■ **Aim of the exercise**
Return each line of the data below that contains the word "shovel", copying every such line in full.

--- Exercise materials ---

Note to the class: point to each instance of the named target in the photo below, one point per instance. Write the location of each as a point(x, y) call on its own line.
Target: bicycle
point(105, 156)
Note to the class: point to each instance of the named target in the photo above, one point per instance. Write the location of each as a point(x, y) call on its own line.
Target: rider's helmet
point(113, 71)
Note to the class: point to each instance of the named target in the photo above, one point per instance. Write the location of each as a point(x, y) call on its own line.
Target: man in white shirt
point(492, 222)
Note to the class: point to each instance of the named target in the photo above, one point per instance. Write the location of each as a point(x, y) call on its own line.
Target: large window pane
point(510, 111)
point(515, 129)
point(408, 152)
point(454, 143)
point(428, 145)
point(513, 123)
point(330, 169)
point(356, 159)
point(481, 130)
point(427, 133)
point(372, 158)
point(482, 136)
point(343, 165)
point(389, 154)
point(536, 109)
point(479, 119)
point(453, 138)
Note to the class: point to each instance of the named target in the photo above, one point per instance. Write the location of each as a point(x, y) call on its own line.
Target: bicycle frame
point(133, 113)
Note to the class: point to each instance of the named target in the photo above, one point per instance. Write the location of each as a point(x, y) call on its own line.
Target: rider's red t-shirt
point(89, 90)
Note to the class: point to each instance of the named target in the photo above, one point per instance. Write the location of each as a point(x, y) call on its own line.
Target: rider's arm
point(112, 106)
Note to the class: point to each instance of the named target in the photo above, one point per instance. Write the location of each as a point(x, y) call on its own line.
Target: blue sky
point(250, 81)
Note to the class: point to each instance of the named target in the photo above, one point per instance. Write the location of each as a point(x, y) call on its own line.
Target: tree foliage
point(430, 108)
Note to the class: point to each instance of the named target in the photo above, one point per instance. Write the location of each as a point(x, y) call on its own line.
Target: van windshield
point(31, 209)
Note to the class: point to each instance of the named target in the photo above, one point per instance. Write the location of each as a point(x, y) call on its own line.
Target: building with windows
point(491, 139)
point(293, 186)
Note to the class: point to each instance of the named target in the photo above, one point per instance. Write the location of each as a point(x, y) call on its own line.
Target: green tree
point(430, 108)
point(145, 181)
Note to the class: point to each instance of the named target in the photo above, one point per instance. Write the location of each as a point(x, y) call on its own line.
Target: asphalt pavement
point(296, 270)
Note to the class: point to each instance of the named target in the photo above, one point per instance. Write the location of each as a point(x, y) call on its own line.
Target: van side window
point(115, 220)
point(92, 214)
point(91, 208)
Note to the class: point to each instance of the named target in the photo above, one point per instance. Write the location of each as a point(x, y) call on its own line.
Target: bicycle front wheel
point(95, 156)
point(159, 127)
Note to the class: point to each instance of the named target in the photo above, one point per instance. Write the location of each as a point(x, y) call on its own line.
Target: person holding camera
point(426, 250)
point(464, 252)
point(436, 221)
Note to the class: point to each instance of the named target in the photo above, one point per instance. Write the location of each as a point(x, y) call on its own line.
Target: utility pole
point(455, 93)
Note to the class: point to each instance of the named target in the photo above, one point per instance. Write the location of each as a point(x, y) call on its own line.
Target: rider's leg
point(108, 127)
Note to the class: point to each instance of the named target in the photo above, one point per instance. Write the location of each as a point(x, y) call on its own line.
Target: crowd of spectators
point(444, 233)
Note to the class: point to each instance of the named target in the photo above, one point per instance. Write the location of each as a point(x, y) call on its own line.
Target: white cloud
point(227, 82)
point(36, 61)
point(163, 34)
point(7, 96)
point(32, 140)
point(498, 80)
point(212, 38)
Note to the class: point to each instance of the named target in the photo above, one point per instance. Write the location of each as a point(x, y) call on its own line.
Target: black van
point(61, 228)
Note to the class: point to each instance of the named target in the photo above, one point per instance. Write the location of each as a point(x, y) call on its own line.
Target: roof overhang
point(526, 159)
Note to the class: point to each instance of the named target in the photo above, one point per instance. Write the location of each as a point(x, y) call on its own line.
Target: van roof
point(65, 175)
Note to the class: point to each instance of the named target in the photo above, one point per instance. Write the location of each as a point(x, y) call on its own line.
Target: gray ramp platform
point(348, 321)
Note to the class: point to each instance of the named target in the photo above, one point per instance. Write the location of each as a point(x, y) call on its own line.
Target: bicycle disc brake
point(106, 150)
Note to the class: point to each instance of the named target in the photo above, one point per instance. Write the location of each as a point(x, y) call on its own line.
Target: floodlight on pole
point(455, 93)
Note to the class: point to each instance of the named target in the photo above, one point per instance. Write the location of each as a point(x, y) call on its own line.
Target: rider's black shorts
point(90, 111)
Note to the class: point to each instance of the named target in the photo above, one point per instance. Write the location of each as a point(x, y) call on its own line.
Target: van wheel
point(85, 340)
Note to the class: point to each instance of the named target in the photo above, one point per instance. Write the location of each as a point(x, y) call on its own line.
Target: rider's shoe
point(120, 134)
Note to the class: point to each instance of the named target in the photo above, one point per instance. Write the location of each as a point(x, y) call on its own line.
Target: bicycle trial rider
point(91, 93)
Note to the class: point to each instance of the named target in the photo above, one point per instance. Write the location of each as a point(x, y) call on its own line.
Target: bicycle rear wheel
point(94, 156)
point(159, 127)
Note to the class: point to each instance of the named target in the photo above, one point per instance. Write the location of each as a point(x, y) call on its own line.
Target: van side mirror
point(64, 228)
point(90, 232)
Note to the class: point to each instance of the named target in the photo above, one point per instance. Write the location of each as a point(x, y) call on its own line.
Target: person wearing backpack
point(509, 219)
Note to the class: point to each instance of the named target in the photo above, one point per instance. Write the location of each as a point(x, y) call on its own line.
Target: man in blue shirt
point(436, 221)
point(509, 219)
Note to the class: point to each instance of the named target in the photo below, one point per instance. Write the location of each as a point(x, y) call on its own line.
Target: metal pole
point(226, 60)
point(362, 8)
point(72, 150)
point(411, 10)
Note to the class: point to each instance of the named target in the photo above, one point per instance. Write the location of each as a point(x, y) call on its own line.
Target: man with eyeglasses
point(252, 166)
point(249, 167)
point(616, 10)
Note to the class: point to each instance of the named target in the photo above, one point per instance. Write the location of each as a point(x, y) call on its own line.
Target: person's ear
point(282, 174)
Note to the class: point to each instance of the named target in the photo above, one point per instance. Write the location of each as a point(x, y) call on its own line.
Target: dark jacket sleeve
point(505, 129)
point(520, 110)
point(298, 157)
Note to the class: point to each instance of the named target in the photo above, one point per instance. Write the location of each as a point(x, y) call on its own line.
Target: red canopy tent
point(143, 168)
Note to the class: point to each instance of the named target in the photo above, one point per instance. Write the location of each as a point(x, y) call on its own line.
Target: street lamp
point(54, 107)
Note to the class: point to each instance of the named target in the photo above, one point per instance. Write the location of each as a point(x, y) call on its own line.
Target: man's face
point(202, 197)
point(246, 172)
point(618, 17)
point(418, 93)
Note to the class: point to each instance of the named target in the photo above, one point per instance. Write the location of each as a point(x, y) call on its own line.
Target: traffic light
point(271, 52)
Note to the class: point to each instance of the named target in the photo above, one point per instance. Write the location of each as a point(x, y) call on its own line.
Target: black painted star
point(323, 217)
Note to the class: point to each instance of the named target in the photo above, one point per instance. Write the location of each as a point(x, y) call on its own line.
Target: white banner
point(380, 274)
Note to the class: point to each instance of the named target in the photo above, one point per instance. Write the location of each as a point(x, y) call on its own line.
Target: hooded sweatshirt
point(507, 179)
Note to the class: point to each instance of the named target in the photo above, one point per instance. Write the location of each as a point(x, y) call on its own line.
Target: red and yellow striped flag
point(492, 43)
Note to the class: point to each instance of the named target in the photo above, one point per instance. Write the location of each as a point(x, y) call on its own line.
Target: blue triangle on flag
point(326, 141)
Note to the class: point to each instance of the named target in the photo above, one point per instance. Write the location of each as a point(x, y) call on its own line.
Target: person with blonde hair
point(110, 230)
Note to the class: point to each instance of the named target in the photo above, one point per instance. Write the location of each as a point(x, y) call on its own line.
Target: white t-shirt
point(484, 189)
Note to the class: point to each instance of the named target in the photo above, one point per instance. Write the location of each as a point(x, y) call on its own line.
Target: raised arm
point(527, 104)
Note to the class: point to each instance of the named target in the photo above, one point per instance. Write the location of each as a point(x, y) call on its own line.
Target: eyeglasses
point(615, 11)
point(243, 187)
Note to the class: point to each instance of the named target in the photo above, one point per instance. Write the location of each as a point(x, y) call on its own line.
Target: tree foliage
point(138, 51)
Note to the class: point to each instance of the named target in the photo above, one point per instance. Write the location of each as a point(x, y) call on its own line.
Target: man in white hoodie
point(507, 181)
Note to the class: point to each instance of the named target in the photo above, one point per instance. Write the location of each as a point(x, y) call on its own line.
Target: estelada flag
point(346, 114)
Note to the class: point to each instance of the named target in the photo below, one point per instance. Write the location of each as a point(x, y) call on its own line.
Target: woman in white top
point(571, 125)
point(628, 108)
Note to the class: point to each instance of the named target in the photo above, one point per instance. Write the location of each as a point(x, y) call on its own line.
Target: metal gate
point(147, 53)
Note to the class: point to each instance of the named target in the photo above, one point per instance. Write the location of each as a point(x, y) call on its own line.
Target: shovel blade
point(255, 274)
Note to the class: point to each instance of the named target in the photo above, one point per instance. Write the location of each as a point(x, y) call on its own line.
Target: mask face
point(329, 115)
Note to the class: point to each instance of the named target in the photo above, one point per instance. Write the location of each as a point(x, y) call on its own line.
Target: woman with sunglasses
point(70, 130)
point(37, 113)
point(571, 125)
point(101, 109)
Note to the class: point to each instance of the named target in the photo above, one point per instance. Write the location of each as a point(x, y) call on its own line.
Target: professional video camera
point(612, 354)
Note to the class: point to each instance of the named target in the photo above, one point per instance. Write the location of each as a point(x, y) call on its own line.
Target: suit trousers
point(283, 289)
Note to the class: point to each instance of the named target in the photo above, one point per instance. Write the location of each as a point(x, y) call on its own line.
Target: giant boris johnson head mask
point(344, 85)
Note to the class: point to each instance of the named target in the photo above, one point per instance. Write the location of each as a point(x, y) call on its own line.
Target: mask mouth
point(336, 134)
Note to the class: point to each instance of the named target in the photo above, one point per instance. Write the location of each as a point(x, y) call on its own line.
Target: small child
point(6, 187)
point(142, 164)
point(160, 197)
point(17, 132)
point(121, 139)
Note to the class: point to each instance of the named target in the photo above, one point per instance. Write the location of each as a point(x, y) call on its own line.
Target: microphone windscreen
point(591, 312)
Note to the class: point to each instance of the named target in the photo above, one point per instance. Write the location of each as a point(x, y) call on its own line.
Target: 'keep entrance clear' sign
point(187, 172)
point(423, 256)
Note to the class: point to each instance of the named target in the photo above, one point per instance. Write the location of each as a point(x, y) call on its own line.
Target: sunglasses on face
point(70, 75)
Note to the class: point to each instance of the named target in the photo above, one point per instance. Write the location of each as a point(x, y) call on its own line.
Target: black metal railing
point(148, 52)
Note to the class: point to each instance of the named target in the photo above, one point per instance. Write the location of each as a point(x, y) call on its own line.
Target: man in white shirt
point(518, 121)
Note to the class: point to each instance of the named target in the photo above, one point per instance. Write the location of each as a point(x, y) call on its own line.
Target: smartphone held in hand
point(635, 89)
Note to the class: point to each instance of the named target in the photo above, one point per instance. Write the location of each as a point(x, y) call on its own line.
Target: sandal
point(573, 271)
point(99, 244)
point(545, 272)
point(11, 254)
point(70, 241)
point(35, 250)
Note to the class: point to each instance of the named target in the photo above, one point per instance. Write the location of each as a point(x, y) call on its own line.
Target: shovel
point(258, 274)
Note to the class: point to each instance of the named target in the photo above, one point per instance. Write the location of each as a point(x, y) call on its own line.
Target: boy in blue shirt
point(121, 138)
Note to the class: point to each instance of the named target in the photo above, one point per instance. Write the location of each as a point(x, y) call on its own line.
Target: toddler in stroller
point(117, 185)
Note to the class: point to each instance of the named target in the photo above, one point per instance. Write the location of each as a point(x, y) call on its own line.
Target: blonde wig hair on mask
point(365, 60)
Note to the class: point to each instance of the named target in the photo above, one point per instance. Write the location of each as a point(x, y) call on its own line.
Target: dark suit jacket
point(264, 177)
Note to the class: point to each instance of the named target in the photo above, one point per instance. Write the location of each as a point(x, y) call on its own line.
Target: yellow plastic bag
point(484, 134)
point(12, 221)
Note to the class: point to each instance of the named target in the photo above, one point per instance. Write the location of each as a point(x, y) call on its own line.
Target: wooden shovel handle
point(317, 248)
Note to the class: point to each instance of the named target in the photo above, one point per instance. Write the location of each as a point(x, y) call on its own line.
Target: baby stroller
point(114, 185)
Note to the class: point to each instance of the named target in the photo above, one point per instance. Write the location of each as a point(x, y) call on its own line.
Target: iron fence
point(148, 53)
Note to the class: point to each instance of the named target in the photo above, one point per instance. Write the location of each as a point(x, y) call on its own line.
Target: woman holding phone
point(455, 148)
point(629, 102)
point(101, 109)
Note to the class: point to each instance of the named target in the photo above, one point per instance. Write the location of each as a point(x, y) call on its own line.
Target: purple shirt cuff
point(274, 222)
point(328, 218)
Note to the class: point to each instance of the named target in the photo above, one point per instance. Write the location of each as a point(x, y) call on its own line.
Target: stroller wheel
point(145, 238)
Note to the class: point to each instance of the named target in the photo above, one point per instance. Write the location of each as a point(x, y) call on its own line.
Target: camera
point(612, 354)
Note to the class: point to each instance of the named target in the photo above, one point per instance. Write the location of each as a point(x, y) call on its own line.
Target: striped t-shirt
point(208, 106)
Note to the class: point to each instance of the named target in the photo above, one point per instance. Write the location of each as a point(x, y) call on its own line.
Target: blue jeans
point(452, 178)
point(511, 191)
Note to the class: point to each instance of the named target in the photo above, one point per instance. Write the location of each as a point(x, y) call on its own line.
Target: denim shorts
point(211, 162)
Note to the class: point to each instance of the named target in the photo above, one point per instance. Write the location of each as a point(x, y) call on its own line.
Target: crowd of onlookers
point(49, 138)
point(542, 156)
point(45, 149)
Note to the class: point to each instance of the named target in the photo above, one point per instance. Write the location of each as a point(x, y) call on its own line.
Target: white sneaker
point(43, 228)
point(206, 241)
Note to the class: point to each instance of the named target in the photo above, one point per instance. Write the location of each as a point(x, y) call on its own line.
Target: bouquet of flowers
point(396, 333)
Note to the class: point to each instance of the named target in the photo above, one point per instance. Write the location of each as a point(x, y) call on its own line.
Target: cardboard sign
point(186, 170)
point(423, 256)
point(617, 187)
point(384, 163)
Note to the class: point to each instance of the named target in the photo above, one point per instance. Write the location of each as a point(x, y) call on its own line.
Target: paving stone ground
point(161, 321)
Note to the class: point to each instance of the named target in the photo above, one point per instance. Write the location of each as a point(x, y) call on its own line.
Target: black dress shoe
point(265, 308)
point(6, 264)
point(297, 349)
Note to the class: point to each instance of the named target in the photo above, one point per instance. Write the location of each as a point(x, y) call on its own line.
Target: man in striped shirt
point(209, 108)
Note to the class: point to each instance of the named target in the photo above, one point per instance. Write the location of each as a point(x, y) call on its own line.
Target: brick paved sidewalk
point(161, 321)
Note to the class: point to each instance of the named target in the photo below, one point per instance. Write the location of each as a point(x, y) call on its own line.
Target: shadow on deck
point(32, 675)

---

■ **Written response**
Target: shovel blade
Target: shovel
Target: wooden shovel handle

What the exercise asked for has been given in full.